# [Work to complete]
Pick out and copy each line of the records below that contains the string "hooked".

[Segmentation labeling items]

┌──

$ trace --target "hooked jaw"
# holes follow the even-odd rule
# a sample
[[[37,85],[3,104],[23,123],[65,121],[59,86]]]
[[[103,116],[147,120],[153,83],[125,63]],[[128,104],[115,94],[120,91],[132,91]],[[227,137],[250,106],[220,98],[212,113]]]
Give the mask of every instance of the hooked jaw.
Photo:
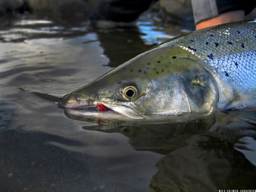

└──

# [Output of the exercise]
$ trace --target "hooked jaw"
Give the mask of every instance of the hooked jaw.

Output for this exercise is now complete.